» Problema proposto
De acordo com o trecho sobre Marie de Gournay, em que ano foi criada a Academia Francesa?

Gournay recebeu, no entanto, ainda em seu tempo, reconhecimento por seus talentos e inteligência. Justus Lipsius, o grande humanista belga, é um dos primeiros a divulgar a excepcionalidade da jovem, em resposta a uma carta na qual ela lhe expusera sua impressão sobre os Ensaios. Ele se declara emocionado e admirado pela demonstração de inteligência e espírito dessa “nobre virgem”, escrevendo também a Montaigne para lhe dar ciência da existência de tal leitora. Dado o caráter público das correspondências naquela época (ambas as cartas foram publicadas em 1590), os elogios de Justus Lipsius, sem dúvida, contaram como carta de apresentação para Marie de Gournay. 

Etienne de Pasquier, jurista, humanista e amigo de Montaigne, publica em carta, em torno de 1605, seu apreço pela Demoiselle: 

Ele deixou duas filhas: uma nascida de seu casamento, herdeira de todos os seus bens, […] a outra, sua filha adotiva (fille par aliance), herdeira de seus estudos. […] Essa é a Demoiselle le Jars, […] a qual se propôs a não ter como marido senão a sua honra, enriquecida pela leitura de bons livros, e, acima de todos, os Ensaios do Sr. de Montaigne. […] (apud. Fogel, 2004, p. 12).

Frequentaram seu salão literário o grupo que viria a integrar a Academia Francesa, criada em 1634, e os filósofos denominados “libertinos”, como François La Mothe le Vayer, seu amigo próximo, e Gabriel Naudé. Gournay se correspondeu com a humanista holandesa Anna Maria van Schurman, a quem se refere elogiosamente em seu Da Igualdade dos homens e das mulheres.

» Dados fornecidos
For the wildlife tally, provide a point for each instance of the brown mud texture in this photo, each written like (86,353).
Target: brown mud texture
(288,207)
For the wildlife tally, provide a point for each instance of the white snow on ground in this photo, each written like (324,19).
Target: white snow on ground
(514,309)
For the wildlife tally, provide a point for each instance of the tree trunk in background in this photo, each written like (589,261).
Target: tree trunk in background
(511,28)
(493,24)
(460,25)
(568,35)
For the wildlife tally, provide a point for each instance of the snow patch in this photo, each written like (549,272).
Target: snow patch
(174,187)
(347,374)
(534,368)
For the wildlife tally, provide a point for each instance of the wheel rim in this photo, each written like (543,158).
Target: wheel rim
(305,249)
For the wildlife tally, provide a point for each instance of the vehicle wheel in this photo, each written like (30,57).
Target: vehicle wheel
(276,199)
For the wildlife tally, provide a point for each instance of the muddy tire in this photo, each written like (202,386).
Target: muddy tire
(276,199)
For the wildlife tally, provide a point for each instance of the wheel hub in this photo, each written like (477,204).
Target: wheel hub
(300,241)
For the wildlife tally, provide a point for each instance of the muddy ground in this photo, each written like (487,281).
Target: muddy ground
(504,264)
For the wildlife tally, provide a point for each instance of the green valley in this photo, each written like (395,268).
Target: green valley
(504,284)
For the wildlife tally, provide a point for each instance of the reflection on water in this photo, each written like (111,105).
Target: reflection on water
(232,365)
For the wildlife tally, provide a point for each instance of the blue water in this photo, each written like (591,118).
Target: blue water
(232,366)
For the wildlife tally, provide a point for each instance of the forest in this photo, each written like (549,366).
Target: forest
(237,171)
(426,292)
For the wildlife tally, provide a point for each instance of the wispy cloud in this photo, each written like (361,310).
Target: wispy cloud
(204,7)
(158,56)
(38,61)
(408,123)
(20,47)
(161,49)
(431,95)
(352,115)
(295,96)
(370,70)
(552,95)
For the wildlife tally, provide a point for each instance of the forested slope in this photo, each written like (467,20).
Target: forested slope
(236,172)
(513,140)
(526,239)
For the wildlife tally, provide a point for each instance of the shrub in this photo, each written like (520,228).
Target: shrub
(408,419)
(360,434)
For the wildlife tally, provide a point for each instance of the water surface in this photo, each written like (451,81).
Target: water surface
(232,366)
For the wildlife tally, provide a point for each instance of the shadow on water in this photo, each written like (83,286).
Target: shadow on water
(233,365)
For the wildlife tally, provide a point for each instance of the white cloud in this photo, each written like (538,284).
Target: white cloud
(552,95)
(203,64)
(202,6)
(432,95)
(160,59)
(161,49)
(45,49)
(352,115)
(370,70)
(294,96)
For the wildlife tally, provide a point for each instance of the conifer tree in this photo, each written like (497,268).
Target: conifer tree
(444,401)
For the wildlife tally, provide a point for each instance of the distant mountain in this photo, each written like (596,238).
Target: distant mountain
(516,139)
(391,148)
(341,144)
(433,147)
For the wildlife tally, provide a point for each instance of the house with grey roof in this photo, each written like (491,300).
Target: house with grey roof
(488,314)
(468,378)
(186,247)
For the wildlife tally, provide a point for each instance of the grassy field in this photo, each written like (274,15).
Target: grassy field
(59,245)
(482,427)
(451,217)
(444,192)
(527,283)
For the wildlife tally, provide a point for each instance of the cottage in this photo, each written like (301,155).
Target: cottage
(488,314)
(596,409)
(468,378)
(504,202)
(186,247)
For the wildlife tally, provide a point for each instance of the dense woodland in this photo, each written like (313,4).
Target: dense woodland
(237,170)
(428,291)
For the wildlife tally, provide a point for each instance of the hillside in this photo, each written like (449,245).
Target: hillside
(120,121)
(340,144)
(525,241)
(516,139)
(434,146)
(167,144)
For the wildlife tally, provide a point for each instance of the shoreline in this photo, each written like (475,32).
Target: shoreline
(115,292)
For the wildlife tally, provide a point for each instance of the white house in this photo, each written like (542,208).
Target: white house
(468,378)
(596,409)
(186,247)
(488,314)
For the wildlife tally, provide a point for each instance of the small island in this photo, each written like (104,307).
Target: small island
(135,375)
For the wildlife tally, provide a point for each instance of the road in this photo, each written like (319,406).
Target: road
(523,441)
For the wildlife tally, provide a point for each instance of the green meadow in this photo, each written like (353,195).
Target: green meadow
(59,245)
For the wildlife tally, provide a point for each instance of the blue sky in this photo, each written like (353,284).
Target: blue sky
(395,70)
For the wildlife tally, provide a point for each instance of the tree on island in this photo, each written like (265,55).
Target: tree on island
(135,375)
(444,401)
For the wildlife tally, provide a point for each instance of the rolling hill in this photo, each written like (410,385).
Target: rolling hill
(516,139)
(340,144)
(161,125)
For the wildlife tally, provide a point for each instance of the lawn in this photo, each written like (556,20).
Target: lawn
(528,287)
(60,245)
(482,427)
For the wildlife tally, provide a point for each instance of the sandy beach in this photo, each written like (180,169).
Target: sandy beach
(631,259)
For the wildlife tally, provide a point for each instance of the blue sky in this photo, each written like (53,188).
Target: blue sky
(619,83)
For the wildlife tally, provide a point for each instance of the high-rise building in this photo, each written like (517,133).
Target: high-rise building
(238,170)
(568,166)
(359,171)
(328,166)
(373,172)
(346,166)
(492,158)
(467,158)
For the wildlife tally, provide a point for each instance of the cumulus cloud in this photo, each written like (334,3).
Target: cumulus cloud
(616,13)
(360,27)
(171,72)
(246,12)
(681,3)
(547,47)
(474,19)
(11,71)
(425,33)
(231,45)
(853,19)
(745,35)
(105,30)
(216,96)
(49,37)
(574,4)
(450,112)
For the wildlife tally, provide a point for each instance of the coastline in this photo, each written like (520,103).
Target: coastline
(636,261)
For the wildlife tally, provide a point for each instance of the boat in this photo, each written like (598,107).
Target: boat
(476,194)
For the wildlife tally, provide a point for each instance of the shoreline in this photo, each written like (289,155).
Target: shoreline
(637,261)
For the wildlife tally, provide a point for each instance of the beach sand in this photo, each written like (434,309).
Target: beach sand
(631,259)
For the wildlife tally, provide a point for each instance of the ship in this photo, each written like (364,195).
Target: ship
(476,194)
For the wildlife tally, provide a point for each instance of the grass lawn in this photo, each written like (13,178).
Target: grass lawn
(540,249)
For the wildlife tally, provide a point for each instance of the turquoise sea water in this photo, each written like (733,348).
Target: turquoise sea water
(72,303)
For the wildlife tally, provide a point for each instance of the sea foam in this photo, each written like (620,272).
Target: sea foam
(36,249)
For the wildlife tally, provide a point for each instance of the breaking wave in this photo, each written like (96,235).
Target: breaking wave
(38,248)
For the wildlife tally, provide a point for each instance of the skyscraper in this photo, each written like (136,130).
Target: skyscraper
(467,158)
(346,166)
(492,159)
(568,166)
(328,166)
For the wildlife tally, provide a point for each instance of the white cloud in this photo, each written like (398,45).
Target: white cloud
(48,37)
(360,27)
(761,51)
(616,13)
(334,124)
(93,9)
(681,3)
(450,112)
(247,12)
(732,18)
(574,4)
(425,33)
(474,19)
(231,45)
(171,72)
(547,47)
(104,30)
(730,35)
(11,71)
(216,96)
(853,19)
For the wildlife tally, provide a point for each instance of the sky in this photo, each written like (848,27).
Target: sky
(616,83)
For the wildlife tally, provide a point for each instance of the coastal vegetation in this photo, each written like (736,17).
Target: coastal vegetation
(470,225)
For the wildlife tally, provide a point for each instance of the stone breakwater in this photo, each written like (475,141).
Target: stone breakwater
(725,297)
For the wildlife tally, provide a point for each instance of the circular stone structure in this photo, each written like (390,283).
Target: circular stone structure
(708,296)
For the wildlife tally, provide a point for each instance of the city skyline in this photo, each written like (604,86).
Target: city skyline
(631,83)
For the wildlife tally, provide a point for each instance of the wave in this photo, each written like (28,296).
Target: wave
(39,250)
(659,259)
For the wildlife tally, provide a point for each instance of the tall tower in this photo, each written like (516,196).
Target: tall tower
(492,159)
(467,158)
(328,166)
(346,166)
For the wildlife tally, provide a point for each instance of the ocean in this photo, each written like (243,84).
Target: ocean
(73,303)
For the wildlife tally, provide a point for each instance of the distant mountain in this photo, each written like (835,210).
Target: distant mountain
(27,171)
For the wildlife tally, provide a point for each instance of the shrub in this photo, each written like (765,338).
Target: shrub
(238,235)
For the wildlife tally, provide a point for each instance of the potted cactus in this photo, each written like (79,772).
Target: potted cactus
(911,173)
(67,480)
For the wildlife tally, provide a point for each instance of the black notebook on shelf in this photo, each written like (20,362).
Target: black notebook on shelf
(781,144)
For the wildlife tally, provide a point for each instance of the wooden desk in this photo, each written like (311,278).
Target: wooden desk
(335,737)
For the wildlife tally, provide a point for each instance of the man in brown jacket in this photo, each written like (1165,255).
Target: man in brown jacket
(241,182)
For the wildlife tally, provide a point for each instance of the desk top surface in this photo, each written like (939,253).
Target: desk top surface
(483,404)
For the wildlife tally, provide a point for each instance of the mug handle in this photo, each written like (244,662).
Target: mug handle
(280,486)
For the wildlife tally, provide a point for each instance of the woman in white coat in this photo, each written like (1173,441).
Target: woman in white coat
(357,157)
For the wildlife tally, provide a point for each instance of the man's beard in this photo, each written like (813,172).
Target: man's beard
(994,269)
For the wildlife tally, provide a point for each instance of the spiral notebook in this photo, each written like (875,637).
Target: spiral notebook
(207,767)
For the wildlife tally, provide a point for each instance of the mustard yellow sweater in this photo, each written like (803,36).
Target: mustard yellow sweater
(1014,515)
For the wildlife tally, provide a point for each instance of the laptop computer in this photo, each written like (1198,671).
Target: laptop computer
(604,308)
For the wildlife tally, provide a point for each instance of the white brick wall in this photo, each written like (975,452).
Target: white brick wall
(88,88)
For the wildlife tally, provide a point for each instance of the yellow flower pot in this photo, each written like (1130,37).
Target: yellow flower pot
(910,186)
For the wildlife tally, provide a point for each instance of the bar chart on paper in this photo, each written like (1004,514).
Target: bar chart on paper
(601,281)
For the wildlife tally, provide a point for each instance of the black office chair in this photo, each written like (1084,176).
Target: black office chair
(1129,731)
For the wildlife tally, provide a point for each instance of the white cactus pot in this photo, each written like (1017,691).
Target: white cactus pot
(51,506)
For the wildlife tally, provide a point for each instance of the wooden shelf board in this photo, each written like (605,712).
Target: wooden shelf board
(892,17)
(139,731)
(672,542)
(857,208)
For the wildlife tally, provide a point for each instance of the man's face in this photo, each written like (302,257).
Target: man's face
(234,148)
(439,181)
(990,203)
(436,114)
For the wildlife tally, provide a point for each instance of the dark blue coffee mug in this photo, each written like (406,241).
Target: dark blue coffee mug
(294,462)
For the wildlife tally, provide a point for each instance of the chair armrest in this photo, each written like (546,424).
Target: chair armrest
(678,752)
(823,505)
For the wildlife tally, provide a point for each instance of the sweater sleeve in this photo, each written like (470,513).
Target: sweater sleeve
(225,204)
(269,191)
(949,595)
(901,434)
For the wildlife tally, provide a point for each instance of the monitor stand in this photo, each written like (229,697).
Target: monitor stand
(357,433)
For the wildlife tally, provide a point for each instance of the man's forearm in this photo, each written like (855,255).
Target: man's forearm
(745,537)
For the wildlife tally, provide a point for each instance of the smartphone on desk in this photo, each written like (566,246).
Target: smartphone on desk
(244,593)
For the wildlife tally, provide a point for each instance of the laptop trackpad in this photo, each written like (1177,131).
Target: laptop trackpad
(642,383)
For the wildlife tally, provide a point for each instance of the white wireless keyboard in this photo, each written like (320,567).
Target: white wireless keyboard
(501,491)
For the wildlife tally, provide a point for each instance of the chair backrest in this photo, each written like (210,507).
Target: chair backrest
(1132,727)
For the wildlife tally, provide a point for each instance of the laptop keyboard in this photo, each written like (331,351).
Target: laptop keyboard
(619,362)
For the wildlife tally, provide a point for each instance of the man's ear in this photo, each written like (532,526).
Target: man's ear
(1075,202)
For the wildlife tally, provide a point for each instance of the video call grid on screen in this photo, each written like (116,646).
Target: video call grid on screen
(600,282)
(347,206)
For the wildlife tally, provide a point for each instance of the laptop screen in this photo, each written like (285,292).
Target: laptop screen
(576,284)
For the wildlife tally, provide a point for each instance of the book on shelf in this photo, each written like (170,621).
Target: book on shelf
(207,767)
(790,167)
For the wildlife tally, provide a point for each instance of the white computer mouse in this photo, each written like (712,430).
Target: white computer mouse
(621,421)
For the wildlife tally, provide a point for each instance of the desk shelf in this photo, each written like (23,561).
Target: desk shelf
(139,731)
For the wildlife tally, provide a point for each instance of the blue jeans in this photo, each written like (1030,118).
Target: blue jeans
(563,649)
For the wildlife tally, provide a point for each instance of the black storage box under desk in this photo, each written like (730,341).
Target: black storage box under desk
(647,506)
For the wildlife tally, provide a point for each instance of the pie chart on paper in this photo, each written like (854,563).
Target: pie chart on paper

» Resposta correta
Em 1634.